▶ [Aim of the task]:
Put the stretch from the start of the records through the line containing "400;0;1000;750" into a Markdown table with the columns Row and Line, giving each line its own numbered row and omitting blank lines. Leave the pictures out of the answer.

-- Given records start --

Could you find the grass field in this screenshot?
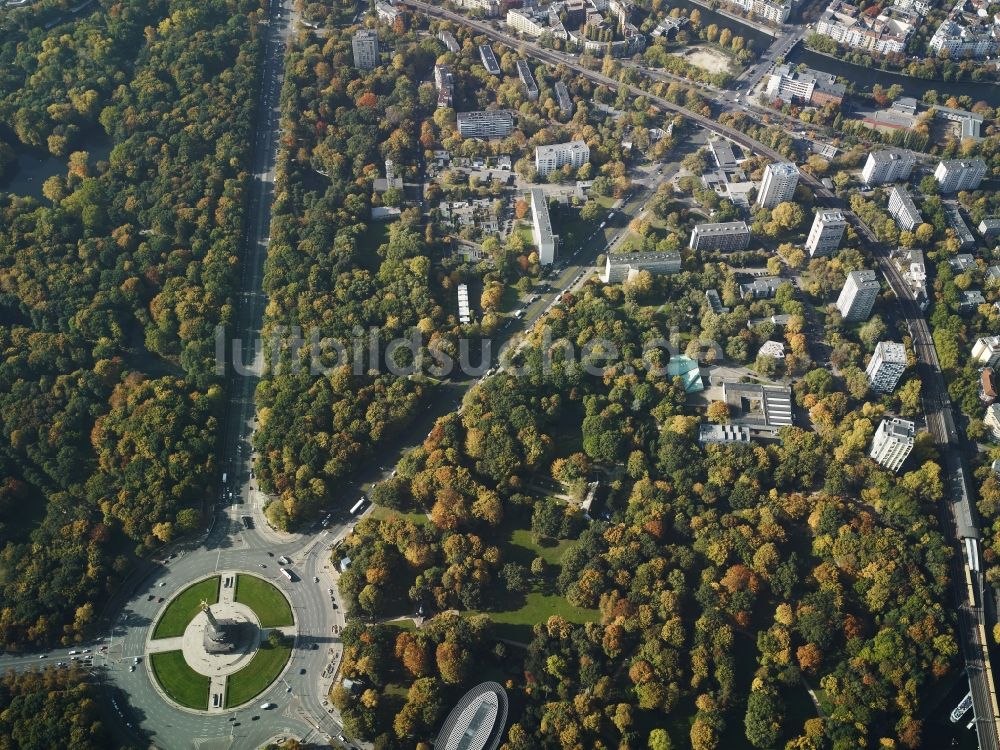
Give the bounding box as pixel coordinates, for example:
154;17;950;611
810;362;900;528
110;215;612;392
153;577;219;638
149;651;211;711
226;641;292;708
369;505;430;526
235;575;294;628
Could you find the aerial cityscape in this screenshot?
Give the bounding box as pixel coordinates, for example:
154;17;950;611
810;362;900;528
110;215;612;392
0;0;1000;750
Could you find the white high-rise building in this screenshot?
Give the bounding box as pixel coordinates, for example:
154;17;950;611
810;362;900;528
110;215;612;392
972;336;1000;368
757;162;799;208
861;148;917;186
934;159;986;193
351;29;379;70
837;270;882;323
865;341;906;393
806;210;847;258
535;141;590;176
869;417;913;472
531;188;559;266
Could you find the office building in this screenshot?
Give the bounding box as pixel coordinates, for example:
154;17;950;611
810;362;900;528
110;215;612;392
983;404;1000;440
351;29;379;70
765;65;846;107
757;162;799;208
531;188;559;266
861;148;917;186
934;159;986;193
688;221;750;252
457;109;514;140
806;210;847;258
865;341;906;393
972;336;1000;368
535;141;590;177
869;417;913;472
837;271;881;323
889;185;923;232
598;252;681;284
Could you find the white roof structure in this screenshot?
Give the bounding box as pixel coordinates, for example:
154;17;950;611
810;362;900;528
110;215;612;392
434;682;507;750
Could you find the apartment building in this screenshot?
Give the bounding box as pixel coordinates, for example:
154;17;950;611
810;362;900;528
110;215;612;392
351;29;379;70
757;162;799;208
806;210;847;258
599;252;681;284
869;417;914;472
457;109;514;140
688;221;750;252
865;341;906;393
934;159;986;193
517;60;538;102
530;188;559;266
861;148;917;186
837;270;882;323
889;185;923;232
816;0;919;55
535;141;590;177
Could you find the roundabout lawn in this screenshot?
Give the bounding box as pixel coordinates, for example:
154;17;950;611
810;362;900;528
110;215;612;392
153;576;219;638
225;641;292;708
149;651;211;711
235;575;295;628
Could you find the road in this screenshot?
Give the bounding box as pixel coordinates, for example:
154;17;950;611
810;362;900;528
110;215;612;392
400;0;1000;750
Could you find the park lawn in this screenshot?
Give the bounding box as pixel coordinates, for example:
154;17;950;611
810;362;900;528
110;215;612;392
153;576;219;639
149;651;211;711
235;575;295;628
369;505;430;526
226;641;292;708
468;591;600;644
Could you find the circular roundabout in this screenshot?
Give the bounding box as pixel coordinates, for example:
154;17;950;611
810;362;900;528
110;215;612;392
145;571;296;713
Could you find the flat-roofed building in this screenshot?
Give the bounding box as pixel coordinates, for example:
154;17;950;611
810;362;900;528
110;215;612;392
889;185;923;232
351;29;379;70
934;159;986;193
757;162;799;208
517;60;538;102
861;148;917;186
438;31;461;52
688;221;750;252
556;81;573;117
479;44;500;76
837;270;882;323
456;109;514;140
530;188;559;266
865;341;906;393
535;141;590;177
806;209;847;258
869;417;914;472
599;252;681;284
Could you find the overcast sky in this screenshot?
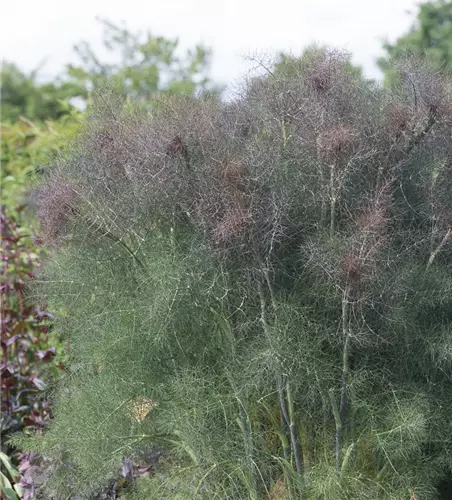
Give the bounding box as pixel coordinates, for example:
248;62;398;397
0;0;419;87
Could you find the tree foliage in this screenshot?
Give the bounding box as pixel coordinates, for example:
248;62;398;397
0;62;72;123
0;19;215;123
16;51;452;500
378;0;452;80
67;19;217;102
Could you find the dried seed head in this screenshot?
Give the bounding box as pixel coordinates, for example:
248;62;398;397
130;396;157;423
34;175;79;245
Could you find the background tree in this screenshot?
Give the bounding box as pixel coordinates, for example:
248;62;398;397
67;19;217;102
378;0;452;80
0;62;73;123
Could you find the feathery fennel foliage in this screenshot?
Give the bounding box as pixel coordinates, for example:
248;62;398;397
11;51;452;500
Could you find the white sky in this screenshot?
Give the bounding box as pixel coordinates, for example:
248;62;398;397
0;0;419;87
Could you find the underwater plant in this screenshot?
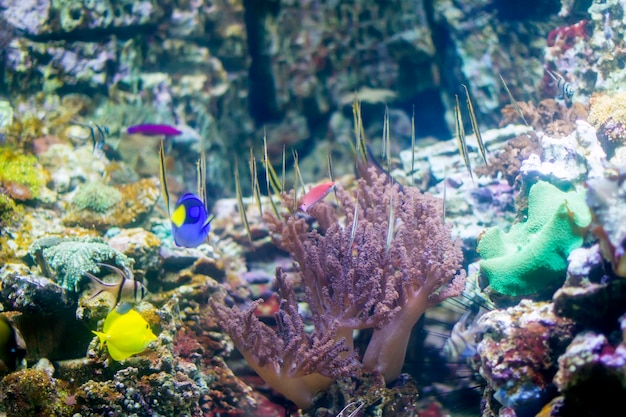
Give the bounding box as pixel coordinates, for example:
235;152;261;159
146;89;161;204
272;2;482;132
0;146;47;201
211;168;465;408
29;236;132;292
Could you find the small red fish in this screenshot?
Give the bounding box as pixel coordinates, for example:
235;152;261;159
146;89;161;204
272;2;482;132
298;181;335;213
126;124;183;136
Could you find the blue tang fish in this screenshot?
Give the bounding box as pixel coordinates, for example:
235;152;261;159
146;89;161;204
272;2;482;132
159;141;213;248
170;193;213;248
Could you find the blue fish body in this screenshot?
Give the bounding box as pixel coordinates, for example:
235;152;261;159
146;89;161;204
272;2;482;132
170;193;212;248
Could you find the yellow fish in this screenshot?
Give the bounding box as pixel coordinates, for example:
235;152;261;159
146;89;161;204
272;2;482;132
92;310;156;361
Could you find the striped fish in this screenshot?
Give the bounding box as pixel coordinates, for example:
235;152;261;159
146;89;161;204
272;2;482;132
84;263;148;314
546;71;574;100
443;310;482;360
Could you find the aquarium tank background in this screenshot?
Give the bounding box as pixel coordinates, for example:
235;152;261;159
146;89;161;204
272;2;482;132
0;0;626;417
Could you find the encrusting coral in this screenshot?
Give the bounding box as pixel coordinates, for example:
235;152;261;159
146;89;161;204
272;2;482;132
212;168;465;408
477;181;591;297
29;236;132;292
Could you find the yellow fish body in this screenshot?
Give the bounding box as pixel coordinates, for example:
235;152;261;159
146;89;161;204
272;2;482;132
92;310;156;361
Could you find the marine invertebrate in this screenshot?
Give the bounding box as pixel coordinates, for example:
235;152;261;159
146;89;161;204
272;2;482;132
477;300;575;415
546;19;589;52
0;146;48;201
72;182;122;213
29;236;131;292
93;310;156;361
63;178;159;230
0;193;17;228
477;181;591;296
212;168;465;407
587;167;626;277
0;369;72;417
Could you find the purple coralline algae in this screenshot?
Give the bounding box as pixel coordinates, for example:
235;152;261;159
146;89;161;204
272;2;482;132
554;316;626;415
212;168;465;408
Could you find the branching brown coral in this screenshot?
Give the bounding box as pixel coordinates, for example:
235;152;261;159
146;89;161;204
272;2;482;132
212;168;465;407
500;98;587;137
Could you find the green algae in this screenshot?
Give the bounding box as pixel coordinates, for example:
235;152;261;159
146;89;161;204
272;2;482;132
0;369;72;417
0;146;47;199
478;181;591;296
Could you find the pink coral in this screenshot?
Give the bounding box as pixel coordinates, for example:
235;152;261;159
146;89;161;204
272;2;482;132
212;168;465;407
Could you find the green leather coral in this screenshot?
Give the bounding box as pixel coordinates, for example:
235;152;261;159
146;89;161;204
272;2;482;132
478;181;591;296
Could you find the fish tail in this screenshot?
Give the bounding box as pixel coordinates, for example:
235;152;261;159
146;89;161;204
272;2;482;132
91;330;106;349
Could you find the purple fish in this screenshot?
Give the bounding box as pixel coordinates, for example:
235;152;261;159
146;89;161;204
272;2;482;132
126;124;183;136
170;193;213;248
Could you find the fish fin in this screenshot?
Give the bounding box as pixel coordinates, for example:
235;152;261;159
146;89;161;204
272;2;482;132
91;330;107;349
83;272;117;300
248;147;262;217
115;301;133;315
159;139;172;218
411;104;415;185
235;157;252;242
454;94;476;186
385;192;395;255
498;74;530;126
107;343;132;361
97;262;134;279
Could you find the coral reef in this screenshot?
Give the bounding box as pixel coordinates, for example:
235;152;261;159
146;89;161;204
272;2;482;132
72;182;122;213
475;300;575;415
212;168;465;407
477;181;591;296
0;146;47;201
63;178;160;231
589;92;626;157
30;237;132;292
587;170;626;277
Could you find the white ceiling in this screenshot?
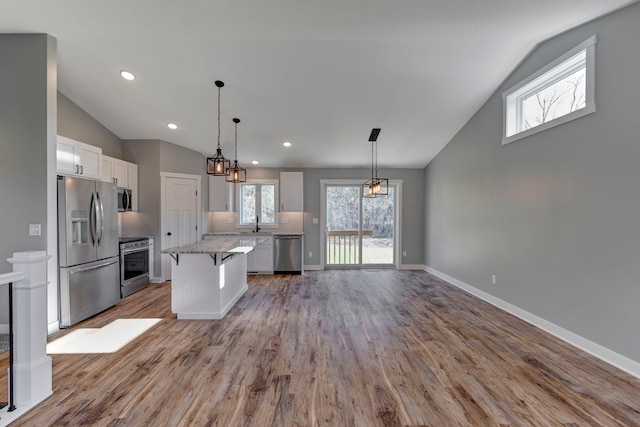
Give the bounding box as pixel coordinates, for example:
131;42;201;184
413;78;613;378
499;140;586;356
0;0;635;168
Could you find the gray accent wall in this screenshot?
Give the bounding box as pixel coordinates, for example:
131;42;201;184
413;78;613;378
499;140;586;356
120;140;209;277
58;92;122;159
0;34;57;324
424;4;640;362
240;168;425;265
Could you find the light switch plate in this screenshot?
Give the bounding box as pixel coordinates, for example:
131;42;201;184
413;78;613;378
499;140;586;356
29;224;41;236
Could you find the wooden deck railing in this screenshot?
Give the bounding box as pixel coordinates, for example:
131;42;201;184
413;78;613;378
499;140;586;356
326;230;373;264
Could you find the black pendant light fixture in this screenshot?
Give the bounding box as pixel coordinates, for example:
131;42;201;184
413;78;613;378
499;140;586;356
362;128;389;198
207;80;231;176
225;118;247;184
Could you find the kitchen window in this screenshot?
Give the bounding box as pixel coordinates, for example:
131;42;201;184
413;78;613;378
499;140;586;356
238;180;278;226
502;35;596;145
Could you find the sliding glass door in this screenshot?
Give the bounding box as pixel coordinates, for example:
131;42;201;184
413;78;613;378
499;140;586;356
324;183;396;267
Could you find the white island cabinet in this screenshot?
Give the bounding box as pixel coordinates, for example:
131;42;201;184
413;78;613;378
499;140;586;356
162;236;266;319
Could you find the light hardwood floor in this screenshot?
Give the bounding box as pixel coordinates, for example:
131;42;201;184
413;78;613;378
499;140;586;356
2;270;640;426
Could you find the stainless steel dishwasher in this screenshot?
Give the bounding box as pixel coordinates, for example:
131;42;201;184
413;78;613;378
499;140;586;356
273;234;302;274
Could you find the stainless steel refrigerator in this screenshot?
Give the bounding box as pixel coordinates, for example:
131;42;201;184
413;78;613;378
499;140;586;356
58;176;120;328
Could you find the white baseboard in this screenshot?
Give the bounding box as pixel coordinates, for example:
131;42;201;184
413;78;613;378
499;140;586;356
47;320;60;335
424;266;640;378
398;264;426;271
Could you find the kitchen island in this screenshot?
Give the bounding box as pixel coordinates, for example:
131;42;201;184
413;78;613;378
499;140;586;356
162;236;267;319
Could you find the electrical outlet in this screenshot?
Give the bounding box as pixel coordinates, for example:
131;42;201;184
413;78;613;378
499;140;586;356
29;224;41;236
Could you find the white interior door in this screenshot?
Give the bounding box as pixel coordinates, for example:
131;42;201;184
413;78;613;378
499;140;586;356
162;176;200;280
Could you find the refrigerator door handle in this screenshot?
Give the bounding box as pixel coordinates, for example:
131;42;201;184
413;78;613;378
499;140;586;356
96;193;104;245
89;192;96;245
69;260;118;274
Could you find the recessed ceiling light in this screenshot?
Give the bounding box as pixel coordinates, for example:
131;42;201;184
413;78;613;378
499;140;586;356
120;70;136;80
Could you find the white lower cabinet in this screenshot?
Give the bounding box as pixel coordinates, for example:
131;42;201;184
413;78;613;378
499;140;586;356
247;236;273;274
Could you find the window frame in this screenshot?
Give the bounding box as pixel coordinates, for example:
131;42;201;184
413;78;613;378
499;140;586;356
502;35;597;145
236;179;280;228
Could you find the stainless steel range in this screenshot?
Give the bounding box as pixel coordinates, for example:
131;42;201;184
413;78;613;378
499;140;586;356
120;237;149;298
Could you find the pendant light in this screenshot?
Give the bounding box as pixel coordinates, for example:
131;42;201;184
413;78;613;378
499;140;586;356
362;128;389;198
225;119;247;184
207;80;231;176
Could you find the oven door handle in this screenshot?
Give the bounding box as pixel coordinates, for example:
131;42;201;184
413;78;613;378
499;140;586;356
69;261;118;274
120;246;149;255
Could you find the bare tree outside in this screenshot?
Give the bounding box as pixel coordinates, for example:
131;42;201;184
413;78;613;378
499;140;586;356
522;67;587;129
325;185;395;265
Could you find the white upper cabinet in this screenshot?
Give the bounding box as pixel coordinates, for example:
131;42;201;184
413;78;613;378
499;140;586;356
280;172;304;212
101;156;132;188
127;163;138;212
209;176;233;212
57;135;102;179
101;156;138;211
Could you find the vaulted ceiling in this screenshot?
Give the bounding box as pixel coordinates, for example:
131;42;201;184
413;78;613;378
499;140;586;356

-- Given records end --

▶ [Solution to this problem]:
| Row | Line |
|---|---|
| 1 | Could you find the grass field in this screenshot? |
| 2 | Give the bounding box as pixel coordinates, for example: |
| 3 | 154;17;950;611 |
| 4 | 810;362;900;528 |
| 5 | 110;215;612;392 |
| 6 | 153;577;219;638 |
| 7 | 149;651;211;711 |
| 8 | 226;641;292;708 |
| 9 | 369;505;430;526 |
| 10 | 235;575;294;628 |
| 11 | Could you find the aerial cityscape in this screenshot? |
| 12 | Give the bounding box as pixel coordinates, for example: |
| 13 | 154;17;950;611 |
| 14 | 810;362;900;528 |
| 15 | 110;215;612;392 |
| 16 | 0;0;1000;750 |
| 17 | Could you find the white high-rise building in this screenshot? |
| 18 | Give the bounding box as pixel coordinates, for example: |
| 19 | 154;17;950;611 |
| 20 | 810;362;900;528 |
| 21 | 110;215;612;392 |
| 22 | 972;336;1000;368 |
| 23 | 757;162;799;208 |
| 24 | 861;148;917;186 |
| 25 | 934;159;986;193 |
| 26 | 351;29;379;70 |
| 27 | 837;270;882;323 |
| 28 | 865;341;906;393 |
| 29 | 806;210;847;258 |
| 30 | 535;141;590;176 |
| 31 | 869;417;913;472 |
| 32 | 531;188;559;266 |
| 33 | Could you find the office building in this screenshot? |
| 34 | Give the bounding box as pixel coordinates, for example: |
| 35 | 154;17;950;611 |
| 36 | 810;362;900;528 |
| 37 | 110;215;612;392 |
| 38 | 983;404;1000;440 |
| 39 | 351;29;379;70 |
| 40 | 765;65;846;107 |
| 41 | 757;162;799;208 |
| 42 | 531;188;559;266 |
| 43 | 861;148;917;186 |
| 44 | 934;159;986;193 |
| 45 | 688;221;750;252 |
| 46 | 457;109;514;140 |
| 47 | 806;210;847;258 |
| 48 | 865;341;906;393 |
| 49 | 972;336;1000;368 |
| 50 | 535;141;590;177 |
| 51 | 869;417;913;472 |
| 52 | 837;271;881;323 |
| 53 | 889;185;923;232 |
| 54 | 598;252;681;284 |
| 55 | Could you find the white roof structure in this screenshot? |
| 56 | Give the bounding box as pixel coordinates, for example: |
| 57 | 154;17;950;611 |
| 58 | 810;362;900;528 |
| 59 | 110;215;612;392 |
| 60 | 434;682;507;750 |
| 61 | Could you find the apartment building in this screenshot? |
| 62 | Give the bounding box as pixel coordinates, for example: |
| 63 | 154;17;950;611 |
| 64 | 810;362;900;528 |
| 65 | 110;215;612;392 |
| 66 | 351;29;379;70 |
| 67 | 757;162;799;208 |
| 68 | 806;210;847;258 |
| 69 | 599;252;681;284 |
| 70 | 869;417;914;472 |
| 71 | 457;109;514;140 |
| 72 | 688;221;750;252 |
| 73 | 865;341;906;393 |
| 74 | 934;159;986;193 |
| 75 | 517;60;538;102 |
| 76 | 530;188;559;266 |
| 77 | 861;148;917;186 |
| 78 | 837;270;882;323 |
| 79 | 889;185;923;232 |
| 80 | 816;0;919;55 |
| 81 | 535;141;590;177 |
| 82 | Could you find the roundabout lawn in this screenshot? |
| 83 | Give the bounding box as pixel coordinates, for example: |
| 84 | 154;17;950;611 |
| 85 | 810;362;900;528 |
| 86 | 110;215;612;392 |
| 87 | 153;576;219;638 |
| 88 | 225;641;292;708 |
| 89 | 149;651;211;711 |
| 90 | 235;575;295;628 |
| 91 | Could you find the road in this screenshot? |
| 92 | Give the bounding box as pixel coordinates, for example: |
| 93 | 154;17;950;611 |
| 94 | 810;362;900;528 |
| 95 | 110;215;612;392 |
| 96 | 400;0;1000;750 |